Task objective: Copy every one of the items below word for word, line by line.

• • •

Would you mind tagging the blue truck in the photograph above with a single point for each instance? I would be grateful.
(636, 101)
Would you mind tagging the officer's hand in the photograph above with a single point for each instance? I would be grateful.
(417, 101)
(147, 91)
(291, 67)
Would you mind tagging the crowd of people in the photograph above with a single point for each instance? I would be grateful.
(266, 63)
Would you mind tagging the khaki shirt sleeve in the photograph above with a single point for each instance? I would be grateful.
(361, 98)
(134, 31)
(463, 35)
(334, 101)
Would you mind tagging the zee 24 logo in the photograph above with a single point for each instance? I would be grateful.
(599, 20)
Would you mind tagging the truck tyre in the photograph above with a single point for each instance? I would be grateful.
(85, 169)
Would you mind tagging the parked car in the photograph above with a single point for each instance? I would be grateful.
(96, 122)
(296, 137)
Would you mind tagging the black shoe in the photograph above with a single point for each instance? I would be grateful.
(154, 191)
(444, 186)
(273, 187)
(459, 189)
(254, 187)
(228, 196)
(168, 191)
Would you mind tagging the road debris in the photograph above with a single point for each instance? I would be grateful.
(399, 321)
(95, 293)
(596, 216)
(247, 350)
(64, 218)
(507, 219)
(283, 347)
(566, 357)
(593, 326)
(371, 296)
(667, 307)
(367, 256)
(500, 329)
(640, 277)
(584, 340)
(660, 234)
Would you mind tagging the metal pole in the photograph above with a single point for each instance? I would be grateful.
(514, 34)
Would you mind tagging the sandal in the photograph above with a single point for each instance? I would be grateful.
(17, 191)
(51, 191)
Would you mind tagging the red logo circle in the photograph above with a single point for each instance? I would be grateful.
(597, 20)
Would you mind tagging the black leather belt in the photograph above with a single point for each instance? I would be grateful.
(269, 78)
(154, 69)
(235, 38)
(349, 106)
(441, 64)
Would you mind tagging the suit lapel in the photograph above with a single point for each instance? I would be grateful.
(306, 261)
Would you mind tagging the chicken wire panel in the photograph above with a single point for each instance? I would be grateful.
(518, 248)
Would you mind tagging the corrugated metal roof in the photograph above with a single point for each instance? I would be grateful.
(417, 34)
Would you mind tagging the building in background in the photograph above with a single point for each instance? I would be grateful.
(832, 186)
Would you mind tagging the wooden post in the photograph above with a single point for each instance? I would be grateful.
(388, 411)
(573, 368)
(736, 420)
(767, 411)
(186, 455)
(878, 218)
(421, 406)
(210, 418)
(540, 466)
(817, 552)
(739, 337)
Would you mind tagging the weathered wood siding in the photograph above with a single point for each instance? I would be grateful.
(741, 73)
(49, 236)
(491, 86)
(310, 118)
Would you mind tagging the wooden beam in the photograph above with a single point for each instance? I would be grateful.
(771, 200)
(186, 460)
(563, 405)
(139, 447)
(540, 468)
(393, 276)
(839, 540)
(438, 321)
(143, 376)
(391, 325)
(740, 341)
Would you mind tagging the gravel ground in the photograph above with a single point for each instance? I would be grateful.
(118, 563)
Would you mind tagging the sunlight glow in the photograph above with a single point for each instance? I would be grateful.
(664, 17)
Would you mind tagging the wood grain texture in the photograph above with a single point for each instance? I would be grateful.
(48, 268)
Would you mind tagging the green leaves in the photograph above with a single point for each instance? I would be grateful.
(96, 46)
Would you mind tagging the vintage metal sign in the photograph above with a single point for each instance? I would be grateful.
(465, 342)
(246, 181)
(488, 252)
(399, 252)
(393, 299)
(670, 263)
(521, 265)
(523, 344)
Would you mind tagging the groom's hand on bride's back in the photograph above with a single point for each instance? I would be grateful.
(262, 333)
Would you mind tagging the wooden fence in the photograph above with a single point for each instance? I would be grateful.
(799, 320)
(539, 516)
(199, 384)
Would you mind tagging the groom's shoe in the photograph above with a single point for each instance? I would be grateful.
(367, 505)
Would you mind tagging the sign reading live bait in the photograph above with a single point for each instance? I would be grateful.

• • •

Correct answer:
Would you mind tagging the blue truck in the photograph above with a single point for each instance? I would be grateful.
(636, 101)
Would you mind tagging the officer's hand in the photograph above with a single point for each instance? I would be grateful.
(417, 101)
(147, 91)
(291, 67)
Would you mind tagging the crowd of people in the photograph above with a single point for each instance? I would be grateful.
(266, 63)
Would you mind tagging the khaki shirt sleeve in the photograph above with a single point for each instance? I would be grateful.
(361, 98)
(134, 31)
(463, 35)
(334, 101)
Would you mind tagging the zee 24 logo in the photograph above with a single point for each instance? I would be grateful.
(599, 20)
Would you mind tagging the truck tyre in the photograph above with a single point for each instance? I would be grateful.
(85, 169)
Would you mind tagging the parked car in the photograph above with a single point for each instance? I would be grateful.
(96, 122)
(296, 137)
Would you mind tagging the black shoe in the photograph above with a single point for each instance? I would be grateful.
(154, 191)
(444, 186)
(273, 187)
(459, 189)
(254, 187)
(228, 196)
(168, 191)
Would you mind tagging the road debris in the photograph above with a single point for each instance? I would be grateful.
(399, 321)
(95, 293)
(596, 216)
(247, 350)
(64, 218)
(507, 219)
(283, 347)
(566, 357)
(593, 326)
(371, 296)
(667, 307)
(367, 256)
(500, 329)
(640, 277)
(584, 340)
(660, 234)
Would you mind tagging the metal pole in the photograph above with a single point for each instance? I would be grateful.
(514, 34)
Would you mind tagging the sandal in the photograph above with a single point for each instance? I would be grateful.
(17, 191)
(51, 191)
Would you mind tagging the red logo circle in the photograph above with a single point for each instance? I would be grateful.
(597, 20)
Would you mind tagging the black leather belt in the photograph above with a single point for each instance? I would be grateful.
(269, 78)
(154, 69)
(235, 38)
(349, 106)
(441, 64)
Would you mind tagging the suit lapel in the photograph above with a single point for each instance? I would be grateful.
(306, 261)
Would you mind tagging the chicken wire panel in the photograph above with a single point for each instance? I would be grateful.
(518, 248)
Would you mind tagging the corrugated metal roof in the photograph above with a single point for each instance? I would be grateful.
(417, 34)
Would you mind tagging the building in background in the photograph above with a single point for each instance? I would be grateful.
(832, 186)
Would you mind tagging the wooden post in the photograph above with a single point for each instance? I would be grateful.
(388, 411)
(573, 368)
(736, 420)
(767, 411)
(186, 455)
(878, 218)
(421, 406)
(210, 418)
(540, 466)
(817, 552)
(739, 337)
Would you mind tagging the weathered wood siding in the photograph above with a single point for each instance? I would be grateful.
(741, 73)
(49, 236)
(491, 86)
(310, 118)
Would you mind tagging the wooden beam in the photograph above with a single point for each instance? I would be grateful.
(771, 200)
(186, 460)
(563, 405)
(139, 447)
(540, 468)
(393, 276)
(839, 540)
(438, 321)
(143, 376)
(391, 325)
(740, 341)
Would you mind tagging the gravel ground in the photograph above with a single point for each instance? I would be grateful.
(118, 563)
Would you mind tagging the sunlight glow in the photograph above with a single point for each instance? I would be grateful.
(664, 17)
Would you mind tagging the wood grain texture in the photograph above with a single point for each instance? I would be grateful.
(48, 268)
Would you mind tagging the green leaves in the photograph above with a single point for each instance? I would be grateful.
(96, 46)
Would you mind tagging the vintage metal sign in the photograph above with a single point for each instance? I would be grateful.
(465, 342)
(246, 181)
(488, 252)
(399, 252)
(393, 299)
(670, 263)
(521, 265)
(523, 344)
Would you mind tagging the groom's hand on bride's back in the photograph above with a single point for each instance? I would be grateful.
(262, 333)
Would you mind tagging the wooden fence in the photograph above with a single point for each instance? I would be grateful.
(799, 320)
(539, 516)
(199, 384)
Would you mind tagging the groom's shoe in the photograph above with a single point for each instance? I would be grateful.
(367, 505)
Would you mind tagging the sign reading live bait in the photograph above with a single point for each instance? I would be grateful.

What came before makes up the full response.